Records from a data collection
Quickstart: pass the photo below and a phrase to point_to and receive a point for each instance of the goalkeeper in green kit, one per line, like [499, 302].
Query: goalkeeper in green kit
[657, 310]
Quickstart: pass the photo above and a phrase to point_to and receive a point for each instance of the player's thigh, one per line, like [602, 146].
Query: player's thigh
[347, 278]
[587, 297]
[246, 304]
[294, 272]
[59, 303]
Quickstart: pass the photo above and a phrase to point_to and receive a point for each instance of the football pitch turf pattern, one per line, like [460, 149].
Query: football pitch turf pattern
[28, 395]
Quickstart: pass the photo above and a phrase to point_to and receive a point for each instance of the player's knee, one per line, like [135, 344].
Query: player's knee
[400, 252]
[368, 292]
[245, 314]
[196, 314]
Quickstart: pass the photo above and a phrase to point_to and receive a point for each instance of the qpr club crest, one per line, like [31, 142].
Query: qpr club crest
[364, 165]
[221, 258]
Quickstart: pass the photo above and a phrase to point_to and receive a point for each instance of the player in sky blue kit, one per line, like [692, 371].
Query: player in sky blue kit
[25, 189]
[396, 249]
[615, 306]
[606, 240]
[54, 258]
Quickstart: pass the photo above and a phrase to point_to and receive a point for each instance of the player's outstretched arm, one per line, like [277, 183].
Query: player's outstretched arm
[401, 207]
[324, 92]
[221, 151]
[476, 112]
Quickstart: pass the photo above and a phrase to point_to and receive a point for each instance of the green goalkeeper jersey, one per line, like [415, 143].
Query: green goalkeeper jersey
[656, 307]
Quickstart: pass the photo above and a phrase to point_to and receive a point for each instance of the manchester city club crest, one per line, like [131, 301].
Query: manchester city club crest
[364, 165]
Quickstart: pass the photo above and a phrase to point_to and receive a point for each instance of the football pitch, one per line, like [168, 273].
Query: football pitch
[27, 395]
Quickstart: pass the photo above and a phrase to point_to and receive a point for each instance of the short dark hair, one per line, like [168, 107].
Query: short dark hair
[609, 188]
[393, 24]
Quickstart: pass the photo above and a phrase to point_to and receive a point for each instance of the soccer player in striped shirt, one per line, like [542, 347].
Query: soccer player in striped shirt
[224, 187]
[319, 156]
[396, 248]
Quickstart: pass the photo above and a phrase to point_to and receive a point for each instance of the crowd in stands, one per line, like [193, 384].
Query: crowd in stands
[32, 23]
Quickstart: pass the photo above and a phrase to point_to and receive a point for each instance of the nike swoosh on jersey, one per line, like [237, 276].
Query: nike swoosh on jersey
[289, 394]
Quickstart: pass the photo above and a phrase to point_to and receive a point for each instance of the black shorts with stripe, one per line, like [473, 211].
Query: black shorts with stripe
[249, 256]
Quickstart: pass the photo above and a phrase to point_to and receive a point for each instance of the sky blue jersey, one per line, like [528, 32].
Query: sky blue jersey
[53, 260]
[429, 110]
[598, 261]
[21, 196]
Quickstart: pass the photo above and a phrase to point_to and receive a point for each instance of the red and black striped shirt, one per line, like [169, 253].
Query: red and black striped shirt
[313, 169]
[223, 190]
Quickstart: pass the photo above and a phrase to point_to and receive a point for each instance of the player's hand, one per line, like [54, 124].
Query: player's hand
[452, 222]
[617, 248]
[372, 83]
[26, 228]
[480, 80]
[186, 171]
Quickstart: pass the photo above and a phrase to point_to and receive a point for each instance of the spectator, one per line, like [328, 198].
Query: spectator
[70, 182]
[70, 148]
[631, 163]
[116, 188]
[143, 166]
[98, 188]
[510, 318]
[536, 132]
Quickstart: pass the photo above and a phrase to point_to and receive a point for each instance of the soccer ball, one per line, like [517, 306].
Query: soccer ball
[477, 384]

* * *

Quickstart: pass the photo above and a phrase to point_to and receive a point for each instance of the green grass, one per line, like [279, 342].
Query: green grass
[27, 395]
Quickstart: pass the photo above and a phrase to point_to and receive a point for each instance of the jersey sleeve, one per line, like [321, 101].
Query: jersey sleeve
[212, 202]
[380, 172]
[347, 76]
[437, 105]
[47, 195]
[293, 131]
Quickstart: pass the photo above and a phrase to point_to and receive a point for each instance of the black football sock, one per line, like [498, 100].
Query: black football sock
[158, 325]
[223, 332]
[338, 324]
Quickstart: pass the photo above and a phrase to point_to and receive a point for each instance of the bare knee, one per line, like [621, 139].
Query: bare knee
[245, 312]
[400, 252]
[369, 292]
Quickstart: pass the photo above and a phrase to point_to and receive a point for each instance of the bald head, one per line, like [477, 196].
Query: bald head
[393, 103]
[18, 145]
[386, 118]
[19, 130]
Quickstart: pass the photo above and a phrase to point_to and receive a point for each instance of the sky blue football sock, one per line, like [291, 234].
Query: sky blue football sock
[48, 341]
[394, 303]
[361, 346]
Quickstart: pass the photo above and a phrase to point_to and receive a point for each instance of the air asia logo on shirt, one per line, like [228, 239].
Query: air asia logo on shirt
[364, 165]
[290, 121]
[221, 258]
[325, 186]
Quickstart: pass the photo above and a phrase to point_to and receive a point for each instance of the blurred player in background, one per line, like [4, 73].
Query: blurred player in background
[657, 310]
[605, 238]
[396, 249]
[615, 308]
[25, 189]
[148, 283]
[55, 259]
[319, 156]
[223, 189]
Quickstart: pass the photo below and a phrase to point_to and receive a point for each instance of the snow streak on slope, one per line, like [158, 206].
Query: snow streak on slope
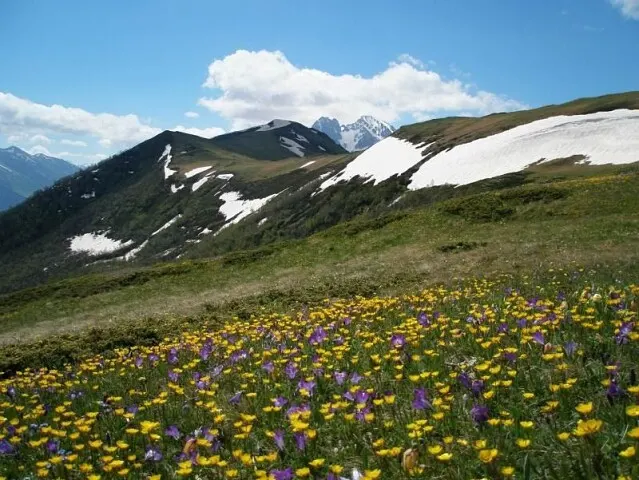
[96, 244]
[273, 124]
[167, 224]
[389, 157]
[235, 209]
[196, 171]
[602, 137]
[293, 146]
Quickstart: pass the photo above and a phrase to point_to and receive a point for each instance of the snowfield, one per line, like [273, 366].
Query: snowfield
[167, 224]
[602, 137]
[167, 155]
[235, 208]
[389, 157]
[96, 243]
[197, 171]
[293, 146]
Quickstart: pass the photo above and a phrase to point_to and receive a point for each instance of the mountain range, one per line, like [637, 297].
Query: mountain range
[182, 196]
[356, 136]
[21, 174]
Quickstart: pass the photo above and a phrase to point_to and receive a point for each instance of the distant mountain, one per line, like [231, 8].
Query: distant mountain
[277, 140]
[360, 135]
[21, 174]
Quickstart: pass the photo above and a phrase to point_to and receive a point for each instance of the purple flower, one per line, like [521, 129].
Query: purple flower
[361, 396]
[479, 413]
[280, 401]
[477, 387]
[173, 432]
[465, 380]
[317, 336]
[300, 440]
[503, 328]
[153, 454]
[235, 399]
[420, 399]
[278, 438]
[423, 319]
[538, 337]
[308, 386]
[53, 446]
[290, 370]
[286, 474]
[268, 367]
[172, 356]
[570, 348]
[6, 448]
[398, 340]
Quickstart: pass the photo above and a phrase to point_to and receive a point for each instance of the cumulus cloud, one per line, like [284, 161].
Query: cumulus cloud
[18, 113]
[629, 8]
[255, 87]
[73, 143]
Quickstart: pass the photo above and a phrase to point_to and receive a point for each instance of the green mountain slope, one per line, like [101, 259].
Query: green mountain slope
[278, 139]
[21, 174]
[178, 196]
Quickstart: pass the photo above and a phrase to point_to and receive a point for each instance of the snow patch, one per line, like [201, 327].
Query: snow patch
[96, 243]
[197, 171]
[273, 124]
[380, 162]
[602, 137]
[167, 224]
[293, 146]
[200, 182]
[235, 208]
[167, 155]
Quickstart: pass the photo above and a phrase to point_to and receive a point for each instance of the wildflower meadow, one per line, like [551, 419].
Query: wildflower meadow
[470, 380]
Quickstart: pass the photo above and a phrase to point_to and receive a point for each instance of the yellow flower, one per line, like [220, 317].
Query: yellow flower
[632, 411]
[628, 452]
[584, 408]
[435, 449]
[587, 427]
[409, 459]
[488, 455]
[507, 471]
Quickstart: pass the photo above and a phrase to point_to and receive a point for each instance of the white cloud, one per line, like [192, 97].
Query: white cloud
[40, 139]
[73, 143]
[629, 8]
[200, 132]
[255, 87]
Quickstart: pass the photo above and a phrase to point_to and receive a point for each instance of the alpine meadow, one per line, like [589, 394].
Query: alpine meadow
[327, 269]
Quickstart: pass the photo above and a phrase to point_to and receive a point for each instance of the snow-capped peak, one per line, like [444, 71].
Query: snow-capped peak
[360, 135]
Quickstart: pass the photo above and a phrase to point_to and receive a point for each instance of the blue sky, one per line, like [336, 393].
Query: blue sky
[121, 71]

» **What you need to do**
Count the lines of the records that contain the string "pattern", and reply with the number alone.

» **Full output**
2